## Task instructions
Reproduce each line exactly.

start The data

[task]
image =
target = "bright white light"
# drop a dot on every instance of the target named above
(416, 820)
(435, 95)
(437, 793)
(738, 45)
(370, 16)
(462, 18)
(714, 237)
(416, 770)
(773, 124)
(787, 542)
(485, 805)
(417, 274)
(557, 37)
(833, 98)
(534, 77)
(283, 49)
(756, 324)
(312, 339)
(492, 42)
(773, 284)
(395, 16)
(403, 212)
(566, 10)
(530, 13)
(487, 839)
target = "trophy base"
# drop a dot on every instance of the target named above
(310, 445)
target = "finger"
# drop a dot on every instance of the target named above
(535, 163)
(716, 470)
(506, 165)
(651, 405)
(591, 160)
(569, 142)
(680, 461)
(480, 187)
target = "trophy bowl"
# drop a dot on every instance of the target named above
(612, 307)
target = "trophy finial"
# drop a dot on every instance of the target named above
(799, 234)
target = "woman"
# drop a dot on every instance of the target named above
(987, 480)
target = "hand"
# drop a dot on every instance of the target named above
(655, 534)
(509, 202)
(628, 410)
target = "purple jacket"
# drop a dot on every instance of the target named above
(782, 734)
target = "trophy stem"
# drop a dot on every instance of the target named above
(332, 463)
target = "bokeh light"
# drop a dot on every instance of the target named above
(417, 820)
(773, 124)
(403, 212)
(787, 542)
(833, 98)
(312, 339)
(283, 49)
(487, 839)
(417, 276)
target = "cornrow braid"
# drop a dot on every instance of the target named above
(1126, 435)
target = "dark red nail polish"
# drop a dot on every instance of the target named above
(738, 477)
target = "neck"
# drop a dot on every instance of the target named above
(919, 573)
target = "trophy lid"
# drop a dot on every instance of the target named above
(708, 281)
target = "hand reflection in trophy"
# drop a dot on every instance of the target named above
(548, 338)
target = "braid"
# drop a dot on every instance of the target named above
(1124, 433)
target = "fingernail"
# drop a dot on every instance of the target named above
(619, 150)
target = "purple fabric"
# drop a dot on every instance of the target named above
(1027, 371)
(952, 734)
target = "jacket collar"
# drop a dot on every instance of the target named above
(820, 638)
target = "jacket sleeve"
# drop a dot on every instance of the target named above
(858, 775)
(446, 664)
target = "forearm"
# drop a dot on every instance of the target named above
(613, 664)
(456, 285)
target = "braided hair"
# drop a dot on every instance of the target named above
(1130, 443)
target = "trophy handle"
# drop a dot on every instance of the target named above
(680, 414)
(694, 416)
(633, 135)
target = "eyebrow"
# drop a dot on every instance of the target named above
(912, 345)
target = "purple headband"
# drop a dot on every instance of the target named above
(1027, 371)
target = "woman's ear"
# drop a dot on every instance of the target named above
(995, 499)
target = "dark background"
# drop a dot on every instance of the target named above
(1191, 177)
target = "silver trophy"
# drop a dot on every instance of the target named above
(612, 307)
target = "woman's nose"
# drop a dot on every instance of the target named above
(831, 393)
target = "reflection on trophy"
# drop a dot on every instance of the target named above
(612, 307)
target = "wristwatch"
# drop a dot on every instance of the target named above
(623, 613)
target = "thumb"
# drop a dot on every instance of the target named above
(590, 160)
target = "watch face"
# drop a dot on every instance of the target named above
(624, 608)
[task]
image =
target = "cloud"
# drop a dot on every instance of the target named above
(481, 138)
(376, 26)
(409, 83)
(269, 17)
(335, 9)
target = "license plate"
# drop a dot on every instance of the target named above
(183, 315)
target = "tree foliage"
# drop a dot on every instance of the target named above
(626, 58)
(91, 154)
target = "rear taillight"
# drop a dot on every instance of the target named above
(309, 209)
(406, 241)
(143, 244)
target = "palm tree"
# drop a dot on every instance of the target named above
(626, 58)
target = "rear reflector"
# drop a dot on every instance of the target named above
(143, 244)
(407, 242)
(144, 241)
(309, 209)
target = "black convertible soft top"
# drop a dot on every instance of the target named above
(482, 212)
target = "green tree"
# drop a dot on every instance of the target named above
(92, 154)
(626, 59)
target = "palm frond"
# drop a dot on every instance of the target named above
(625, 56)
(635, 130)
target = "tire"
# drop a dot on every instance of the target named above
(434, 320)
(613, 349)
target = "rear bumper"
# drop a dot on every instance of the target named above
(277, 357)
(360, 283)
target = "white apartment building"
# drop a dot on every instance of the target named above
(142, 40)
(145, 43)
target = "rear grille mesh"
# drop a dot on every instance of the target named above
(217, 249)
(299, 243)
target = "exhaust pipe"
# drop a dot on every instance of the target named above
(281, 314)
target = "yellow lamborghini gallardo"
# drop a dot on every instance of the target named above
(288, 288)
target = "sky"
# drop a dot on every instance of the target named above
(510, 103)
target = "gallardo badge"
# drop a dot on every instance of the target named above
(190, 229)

end The data

## Exercise result
[task]
image =
target = "bright white light"
# drop a dot on every instance of the target named above
(416, 820)
(435, 95)
(437, 793)
(738, 45)
(370, 16)
(462, 18)
(714, 237)
(416, 770)
(773, 124)
(787, 542)
(485, 805)
(417, 274)
(557, 37)
(833, 98)
(534, 77)
(283, 49)
(756, 324)
(312, 339)
(492, 42)
(773, 284)
(395, 16)
(403, 212)
(566, 10)
(530, 13)
(487, 839)
target = "trophy base"
# drop a dot on every instance of the target named above
(310, 445)
target = "finger"
# drop a dot on every instance of the target named above
(535, 163)
(716, 470)
(506, 165)
(651, 405)
(591, 160)
(569, 142)
(680, 461)
(480, 187)
target = "trophy bowl"
# drop a dot on every instance of the target named above
(612, 307)
target = "trophy finial"
# drop a dot on every instance of the target named above
(799, 234)
target = "woman"
# drop a dot on every instance of the target named above
(987, 480)
target = "hand"
# drop a dot on every instance of the target named above
(655, 534)
(509, 202)
(628, 410)
target = "purple jacket"
# drop a dot on every instance of the target named above
(782, 734)
target = "trophy stem"
# drop a dot on every instance of the target named above
(332, 463)
target = "bokeh light"
# drop a dot on every instance of the target named above
(417, 820)
(773, 124)
(403, 212)
(787, 542)
(833, 98)
(312, 339)
(283, 49)
(487, 839)
(417, 276)
target = "cornrow braid"
# drop a dot on every instance of the target named above
(1126, 435)
target = "dark red nail polish"
# drop a dot on every instance of the target named above
(738, 477)
target = "neck"
# drop a dot on every instance of the target named above
(919, 573)
target = "trophy lid"
# drop a dot on every instance of the target named above
(708, 281)
target = "hand reflection in trophy"
# drop a dot on every instance of the target named above
(548, 338)
target = "braid"
# drop a dot on every instance of the target named above
(1124, 433)
target = "fingernail"
# drop a dot on every instance of the target named above
(619, 150)
target = "purple fabric"
# drop a dot on every instance of the target named above
(1027, 371)
(952, 734)
target = "jacket collar"
# drop a dot on every instance of the target named above
(820, 638)
target = "jacket sleeve"
# drop a dot on every instance of the target named above
(858, 775)
(446, 664)
target = "forearm"
# drop a dot on every instance of the target named above
(613, 664)
(456, 285)
target = "braided hair"
# drop a dot on every instance of the target named above
(1130, 443)
target = "trophy handle"
# drop a dot on every instance of the target named above
(680, 414)
(694, 416)
(633, 135)
target = "eyebrow"
# drop a dot on every instance of the target named above
(912, 345)
target = "purple headband"
# drop a dot on every instance of the target named above
(1027, 371)
target = "woman's ear"
# drop a dot on every instance of the target named above
(995, 499)
target = "dark background"
# drop a dot on every instance of the target named above
(1191, 177)
target = "silver trophy"
# drop a dot on every instance of the target named above
(612, 307)
target = "woman's nose"
# drop a dot on every instance of the target named above
(831, 393)
target = "reflection on trophy"
# drop a dot on every instance of the target named above
(612, 307)
target = "wristwatch"
# drop a dot on every instance of the target named above
(623, 613)
target = "thumb"
# drop a dot on every instance of the target named above
(590, 160)
target = "watch face"
# drop a dot on every instance of the target named above
(624, 608)
[task]
image =
target = "cloud"
# drop a dot on every instance of the target named above
(481, 138)
(376, 26)
(409, 83)
(269, 17)
(335, 9)
target = "license plate"
# drop a dot on every instance of the target named above
(183, 315)
target = "tree foliage"
# drop a dot on every instance of the target named above
(626, 58)
(91, 154)
target = "rear taillight"
# drop a dot on every instance of the target named above
(309, 209)
(406, 241)
(143, 244)
target = "palm tree"
# drop a dot on every instance of the target named above
(626, 58)
target = "rear reflector"
# drop a dot on every instance of the target named above
(143, 244)
(407, 242)
(144, 241)
(309, 209)
target = "black convertible soft top"
# drop a dot on every instance of the target named above
(482, 212)
target = "green tree"
# drop a dot on every instance of the target named above
(92, 154)
(626, 59)
target = "palm frond"
# drop a dot on every instance of the target named above
(625, 56)
(635, 130)
target = "tire"
# drop a dot on every instance of the target named above
(434, 320)
(613, 349)
target = "rear bumper"
# drop a dot on every instance of the target named above
(277, 357)
(360, 283)
target = "white apartment building"
# drop a dot on every instance of the target named above
(142, 40)
(145, 43)
target = "rear grille mesh"
# drop a dot on every instance of the target named above
(217, 249)
(299, 243)
target = "exhaust pipe"
# drop a dot on every instance of the target named above
(281, 314)
target = "yellow lamborghini gallardo"
# drop a dot on every instance of the target named above
(288, 288)
target = "sky"
# drop a dot on every instance of the target named above
(510, 103)
target = "gallardo badge"
# drop a dot on every instance of the target named above
(190, 229)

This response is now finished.